[Saved entries]
** BEGIN **

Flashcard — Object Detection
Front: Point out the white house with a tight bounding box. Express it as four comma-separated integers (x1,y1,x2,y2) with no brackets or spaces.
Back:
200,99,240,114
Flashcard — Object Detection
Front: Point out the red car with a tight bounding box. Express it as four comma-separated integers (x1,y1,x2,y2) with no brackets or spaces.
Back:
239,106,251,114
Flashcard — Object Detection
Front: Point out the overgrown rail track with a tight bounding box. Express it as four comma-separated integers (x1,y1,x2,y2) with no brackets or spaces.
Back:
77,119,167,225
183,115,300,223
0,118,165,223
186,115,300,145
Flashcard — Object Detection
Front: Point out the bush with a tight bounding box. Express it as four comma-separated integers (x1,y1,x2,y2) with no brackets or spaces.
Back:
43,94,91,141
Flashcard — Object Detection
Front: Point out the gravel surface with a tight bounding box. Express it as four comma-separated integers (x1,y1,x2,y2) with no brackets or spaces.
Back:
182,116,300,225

** END **

▶ _What needs to be done_: Please rewrite the lines above, substituting "Locate" for every "Point out" and leaving everything else as it is.

▶ _The reply_:
Flashcard — Object Detection
Front: Locate the white house with a tight bounding box. Express it as four comma-separated integers (x1,y1,x2,y2) with no brackets or spaces.
Back:
200,99,240,114
Flashcard — Object Detection
Front: Locate the red car with a tight bounding box. Express it as four comma-separated integers (x1,y1,x2,y2) with no brackets or spaces.
Back:
239,106,251,114
Flashcard — Object Detection
Front: Locate the overgrown rail track with a tight bounding box. Express it as four comma-separated integers (x1,y1,x2,y2) with no brackets or spaces.
Back:
77,119,167,225
183,115,300,223
0,118,165,223
186,115,300,145
Flashcard — Object Detection
Front: Locate the bush with a tight bounding box. Express it as four comma-separated integers (x1,y1,x2,y2) with no brackets or spaces.
Back:
43,94,91,141
Flashcard — Object Detection
Front: Locate the gravel surface with a tight bounding box. Express it as four comma-separated integers (x1,y1,x2,y2) with no brackets or spaces.
Back:
182,116,300,225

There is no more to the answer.